BEGIN

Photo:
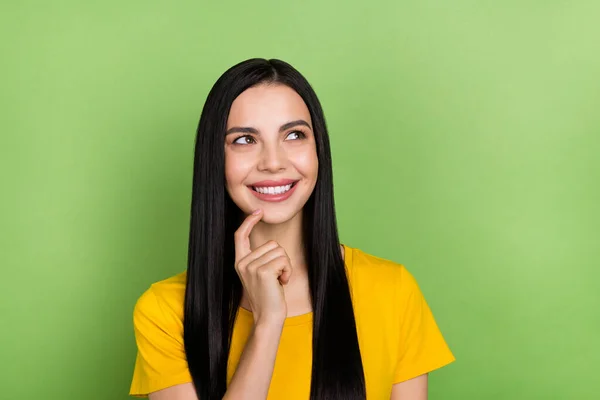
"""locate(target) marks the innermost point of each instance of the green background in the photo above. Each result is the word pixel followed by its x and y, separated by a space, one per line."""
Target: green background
pixel 465 138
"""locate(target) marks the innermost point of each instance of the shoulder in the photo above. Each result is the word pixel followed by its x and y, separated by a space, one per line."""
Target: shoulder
pixel 382 289
pixel 162 305
pixel 368 272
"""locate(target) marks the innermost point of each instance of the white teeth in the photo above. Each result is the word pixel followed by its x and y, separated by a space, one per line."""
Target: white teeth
pixel 273 189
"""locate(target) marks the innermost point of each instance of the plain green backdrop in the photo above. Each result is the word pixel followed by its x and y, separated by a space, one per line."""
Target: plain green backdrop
pixel 465 138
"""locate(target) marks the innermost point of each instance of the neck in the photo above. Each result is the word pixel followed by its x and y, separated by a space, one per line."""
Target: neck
pixel 289 236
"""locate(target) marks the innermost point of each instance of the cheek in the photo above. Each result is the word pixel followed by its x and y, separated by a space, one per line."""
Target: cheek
pixel 236 169
pixel 307 163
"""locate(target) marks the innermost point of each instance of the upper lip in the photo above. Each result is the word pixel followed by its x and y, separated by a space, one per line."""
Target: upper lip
pixel 269 183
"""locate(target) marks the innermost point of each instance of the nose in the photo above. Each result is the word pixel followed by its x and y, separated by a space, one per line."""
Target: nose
pixel 272 158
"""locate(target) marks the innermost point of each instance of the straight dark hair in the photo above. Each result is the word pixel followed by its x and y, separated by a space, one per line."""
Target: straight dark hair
pixel 213 289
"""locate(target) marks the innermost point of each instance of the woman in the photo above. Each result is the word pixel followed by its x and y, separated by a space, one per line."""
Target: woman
pixel 272 305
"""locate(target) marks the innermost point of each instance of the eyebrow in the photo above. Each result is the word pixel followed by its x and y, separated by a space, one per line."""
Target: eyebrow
pixel 288 125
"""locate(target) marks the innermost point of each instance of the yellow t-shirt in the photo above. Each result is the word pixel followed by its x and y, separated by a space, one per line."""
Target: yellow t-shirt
pixel 397 334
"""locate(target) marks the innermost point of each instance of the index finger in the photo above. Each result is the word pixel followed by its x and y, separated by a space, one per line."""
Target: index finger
pixel 242 235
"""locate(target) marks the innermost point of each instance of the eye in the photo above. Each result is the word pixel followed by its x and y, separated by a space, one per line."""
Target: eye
pixel 298 134
pixel 243 140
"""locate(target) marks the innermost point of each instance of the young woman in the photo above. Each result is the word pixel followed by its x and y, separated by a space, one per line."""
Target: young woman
pixel 272 305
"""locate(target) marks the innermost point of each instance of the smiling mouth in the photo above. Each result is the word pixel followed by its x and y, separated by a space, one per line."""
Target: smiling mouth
pixel 273 190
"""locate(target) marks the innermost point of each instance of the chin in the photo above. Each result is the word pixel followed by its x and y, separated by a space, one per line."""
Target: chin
pixel 275 217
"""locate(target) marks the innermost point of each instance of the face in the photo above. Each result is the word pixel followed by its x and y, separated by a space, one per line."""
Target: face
pixel 270 152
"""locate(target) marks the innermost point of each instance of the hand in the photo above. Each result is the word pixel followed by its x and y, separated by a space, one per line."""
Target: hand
pixel 262 272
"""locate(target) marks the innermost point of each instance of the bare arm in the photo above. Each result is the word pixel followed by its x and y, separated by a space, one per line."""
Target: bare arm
pixel 412 389
pixel 252 377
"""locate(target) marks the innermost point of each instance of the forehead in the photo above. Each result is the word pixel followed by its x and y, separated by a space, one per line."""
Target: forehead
pixel 267 105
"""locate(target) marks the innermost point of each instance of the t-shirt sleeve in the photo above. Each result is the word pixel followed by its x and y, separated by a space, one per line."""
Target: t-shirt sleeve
pixel 422 347
pixel 160 360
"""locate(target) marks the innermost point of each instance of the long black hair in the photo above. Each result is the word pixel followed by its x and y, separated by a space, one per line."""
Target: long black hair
pixel 213 289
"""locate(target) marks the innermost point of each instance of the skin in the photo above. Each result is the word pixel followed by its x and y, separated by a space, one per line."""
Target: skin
pixel 268 244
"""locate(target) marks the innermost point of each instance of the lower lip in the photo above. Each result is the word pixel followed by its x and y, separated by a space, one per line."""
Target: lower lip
pixel 274 197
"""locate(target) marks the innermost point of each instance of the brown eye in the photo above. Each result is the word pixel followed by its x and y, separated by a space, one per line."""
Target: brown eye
pixel 298 134
pixel 243 140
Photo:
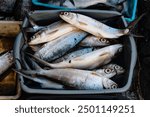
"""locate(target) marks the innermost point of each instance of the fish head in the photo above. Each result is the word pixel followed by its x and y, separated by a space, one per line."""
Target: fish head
pixel 37 38
pixel 68 16
pixel 109 84
pixel 108 72
pixel 114 49
pixel 119 70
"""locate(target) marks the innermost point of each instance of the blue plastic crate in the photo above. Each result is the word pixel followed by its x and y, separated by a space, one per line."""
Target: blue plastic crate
pixel 131 10
pixel 132 7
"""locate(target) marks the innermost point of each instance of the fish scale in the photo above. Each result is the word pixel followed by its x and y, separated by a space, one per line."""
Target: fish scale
pixel 59 47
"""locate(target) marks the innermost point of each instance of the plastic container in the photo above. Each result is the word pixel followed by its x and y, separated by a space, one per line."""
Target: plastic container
pixel 129 10
pixel 127 59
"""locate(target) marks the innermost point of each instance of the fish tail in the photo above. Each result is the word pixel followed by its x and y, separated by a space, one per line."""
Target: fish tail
pixel 27 73
pixel 39 60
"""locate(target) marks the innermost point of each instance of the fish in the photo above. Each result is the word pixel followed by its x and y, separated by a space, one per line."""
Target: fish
pixel 78 79
pixel 84 3
pixel 92 41
pixel 6 61
pixel 96 27
pixel 51 32
pixel 74 54
pixel 57 48
pixel 119 70
pixel 90 60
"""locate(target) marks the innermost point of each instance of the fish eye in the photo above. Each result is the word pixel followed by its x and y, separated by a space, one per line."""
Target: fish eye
pixel 120 50
pixel 66 13
pixel 107 41
pixel 117 67
pixel 114 86
pixel 108 71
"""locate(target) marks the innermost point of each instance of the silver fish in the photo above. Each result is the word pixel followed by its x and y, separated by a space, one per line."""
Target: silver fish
pixel 84 3
pixel 93 26
pixel 117 68
pixel 60 46
pixel 51 32
pixel 6 61
pixel 79 79
pixel 74 54
pixel 90 60
pixel 92 41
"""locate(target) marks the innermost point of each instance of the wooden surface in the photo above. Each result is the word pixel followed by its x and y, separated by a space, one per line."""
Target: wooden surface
pixel 9 28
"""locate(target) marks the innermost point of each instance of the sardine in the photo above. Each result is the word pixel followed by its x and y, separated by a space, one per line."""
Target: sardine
pixel 84 3
pixel 92 41
pixel 51 32
pixel 57 48
pixel 119 70
pixel 90 60
pixel 79 79
pixel 93 26
pixel 87 3
pixel 6 61
pixel 74 54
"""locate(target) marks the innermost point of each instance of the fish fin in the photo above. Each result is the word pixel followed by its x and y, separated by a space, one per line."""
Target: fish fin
pixel 82 23
pixel 132 25
pixel 39 60
pixel 105 54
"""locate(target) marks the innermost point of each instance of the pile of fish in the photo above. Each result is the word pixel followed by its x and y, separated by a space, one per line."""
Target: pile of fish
pixel 75 4
pixel 6 61
pixel 74 52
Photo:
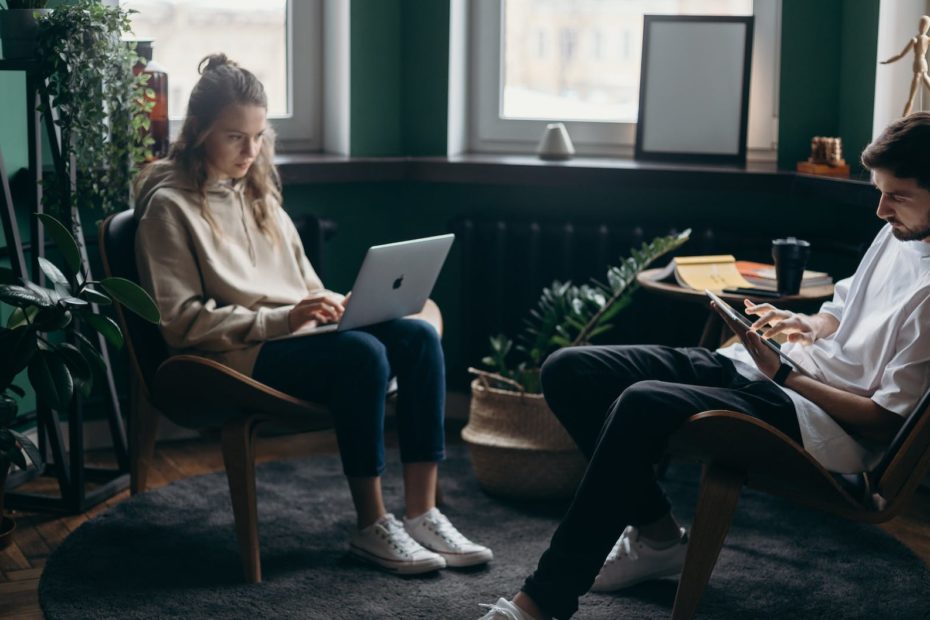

END

_YOUR OBJECTIVE_.
Please make an exact copy of the whole listing and leave out its pictures.

_TASK ANSWER_.
Photo:
"""locate(target) marks the innermost point of each instance of the green background in the photo above. Each result is the word pixel followed by its x and y, separated by a space, one per line."""
Target: green background
pixel 465 138
"""locate(target) marks the innermost point of each instance of the shoulder in the photo above. Each result is the word pixel followed by its x and y, separated by a space, one per line."""
Target: shoulder
pixel 382 289
pixel 162 305
pixel 368 272
"""locate(target) marks the innermost point of each instance of the white teeth in the photo above. Each result is the word pixel followed by its x and y, separated by a space, one per line."""
Target: white teeth
pixel 273 189
"""locate(target) marks the innermost point of each instance of the plain green backdrop in the photo above. Each result is the word pixel followed by its x and y, separated by a space, one per line."""
Target: plain green backdrop
pixel 465 138
"""locate(target) marks the innermost point of each instance of the neck in the photo above. Each result is the word pixel followed by its x and y, separated by a space, one per line."""
Target: neck
pixel 289 236
"""locate(target) marks the innermost point of each instance of the cheek in the photo above. Each result is the word pixel followed by its x and y, separated by a space, one per line."""
Target: cheek
pixel 236 169
pixel 307 163
"""locate(target) marks the innermost point of each instance of the upper lip in the photo above. Each result is the word pixel followed by its x and y, separated by a space, one per line."""
Target: upper lip
pixel 269 183
"""locate(target) marks the innermost point of each instance of the nose in the photo above. Each result is the word pixel followed by its x and y, separated by a space, one per line."""
Target: nose
pixel 272 158
"""locate(target) marks the innermost point of each instance of the straight dark hair in the photo above. Each result is the word pixel followed by its x and y, separated by a space, one per line."""
Target: straight dark hair
pixel 213 289
"""locate(target) marks the innermost point of each instance of the woman in the photo above. Each result is the word pixel followed by its x and y, separated by a space, one per line."""
Target: woman
pixel 272 305
"""locate(target) marks the innermost point of each instance of the eyebrow in the photo above. Each result is the word pixel followed by its x and y, separated by a space, one per line."""
Target: eyebrow
pixel 288 125
"""locate(target) marks the innermost point of each instance of the yellow t-shirt in the photo above. Each result is the word pixel followed by its x and y, separated by a space, one per line."""
Target: yellow t-shirt
pixel 397 334
"""locate(target) marks the innermost point of each instance of the index finger in the photo above. Each result is the word pixel followed by its x and y, separated by a space, one per line."""
Target: index finger
pixel 242 235
"""locate(target) marks the innermost point of each instance of the eye in the photo above. Each result is the word pixel followed by its x and y, separated by a space, one per line."""
Target: eye
pixel 298 134
pixel 243 140
"""locate(target) marks the innermost point of each instance of the young woman in the photo above. Each result is the word pixel followed by its x and y, separated by a space, one per line."""
Target: young woman
pixel 272 305
"""locate(target) marks the innermost point of each instance of the smiling mouth in the photo above. Each result is the word pixel followed by its x and y, separated by a space, one per line."""
Target: smiling mouth
pixel 273 190
"""locate(target) marks the innermost point of each instance of the chin in the photo above. Each result is the word pixel followed by its x and y, separated by a space, one per line."""
Target: chin
pixel 275 217
"""locate(target) marks the innermost point of each instance of the face in the photo above. Each result is the word pixel followed by its x and y, separated by a space, one per line."""
Target: face
pixel 270 152
"""locate(target) marks the innermost point of each instance of the hand in the photo above. Each result is the word pixel followed by its x and y, separated by a space, one per line."""
Target: hand
pixel 262 272
"""locate(target) marks the innermost point of each instance of the bare arm in the photo above. Each result is the word pixel followed by its x and y, separated by a space, one per line."""
Target: bare arm
pixel 412 389
pixel 252 377
"""locate(target) marks the innermost point of each instance of the forehead in the photo above. Each result is the word pixel followed by its x and y, separated by a space, one per line."""
Target: forehead
pixel 267 105
"""locate(target) marks the innermost point of each instance of the t-shirt sleeve in the photo above. Each result is the word pixel followed by its x and y, separated by a space, one per line."""
Target: t-shirt sleeve
pixel 422 347
pixel 160 360
"""locate(target) marks the innermost point of each instance of the long black hair in the photo above. Each result is the word pixel followed by its x and y, separated by a space, one per line."""
Target: long black hair
pixel 213 289
"""locate(target) marks the innermost point of each instance of the skin in the photo above. Each result is the word pixel followed by its x and y, separated by a space, one per line."""
Target: skin
pixel 268 244
"""locate(target) marks the innermost point of each instance of the lower lip in the photo above. Each result is the word pixel followed by its x and y, separated by a space, one per line."""
Target: lower lip
pixel 274 197
"""locate(target) marks the innermost point of each instance of the brown eye in the photo above. Each result is the word pixel followed by its x and y, separated by a space, one per line."""
Target: brown eye
pixel 298 134
pixel 243 140
Photo:
"""locate(target) marks the innermost point of each instance of the fish head in the photo above. Each result is the word pixel followed by its x and y, separated by a space, one per line."""
Target: fish head
pixel 37 38
pixel 68 16
pixel 109 84
pixel 108 72
pixel 114 49
pixel 119 70
"""locate(target) marks the innermost point of each instance of the blue plastic crate in the photo above. Each result is the word pixel followed by its x and y, separated by a space, one per line."""
Target: blue plastic crate
pixel 131 10
pixel 132 7
"""locate(target) marks the innermost point of each instance of the fish scale in the photo above. Each result is the word pixel followed by its x and y, separated by a space, one per line."""
Target: fish scale
pixel 59 47
"""locate(target) marks the innermost point of each instance of the plastic container in the photo above. Each result is the word pixel followed by its x and y, separated by a space, one per line."""
Target: plastic container
pixel 129 10
pixel 127 59
"""locate(target) marks the innermost point of each instance of the fish tail in the photo above. Each result is the word pixel followed by its x and y, separated by a space, one per line."""
Target: fish tail
pixel 27 73
pixel 39 60
"""locate(target) marks the innermost point of each instance of the fish in the photo above. Each result is the word pixel followed by its x and y, separated by a space, one per line."""
Target: fish
pixel 78 79
pixel 84 3
pixel 92 41
pixel 6 61
pixel 96 27
pixel 51 32
pixel 74 54
pixel 57 48
pixel 119 70
pixel 90 60
"""locate(target) marks the innermost point of each instance of the fish eye in the photo above. Each result is the word pixel followed by its x and y, separated by a space, one per line."""
Target: fish eye
pixel 120 50
pixel 66 13
pixel 107 41
pixel 117 67
pixel 114 86
pixel 108 71
"""locate(target) marks the innermost point of each instance of the silver fish in the photo above. Each result is the word pixel followed by its x and y, separated by a space, one per line."""
Target: silver fish
pixel 84 3
pixel 93 26
pixel 117 68
pixel 60 46
pixel 51 32
pixel 6 61
pixel 79 79
pixel 74 54
pixel 90 60
pixel 92 41
"""locate(target) marks the innermost point of each instance of the wooden surface in the photo above. Each result is the word pixel followed by its x and y, separated by a space, one per line."""
Target: wooden surface
pixel 9 28
"""locate(target) marks the innermost point of each instance of the sardine in the photo above. Each result is the word pixel followed by its x and y, separated by a space, one per line."""
Target: sardine
pixel 84 3
pixel 92 41
pixel 51 32
pixel 57 48
pixel 119 70
pixel 90 60
pixel 79 79
pixel 93 26
pixel 87 3
pixel 6 61
pixel 74 54
"""locate(target) marks the innermost point of each instance of the fish fin in the photo above. Each result is the word pixel followed by its x and y, separated by a space, one per line."""
Target: fish fin
pixel 82 23
pixel 132 25
pixel 39 60
pixel 105 54
"""locate(target) marks the innermost point of each instance of the pile of fish in the photo above. Each result is the word pixel followed by its x and y, separated by a space, one per line."""
Target: pile of fish
pixel 75 4
pixel 6 61
pixel 74 52
Photo:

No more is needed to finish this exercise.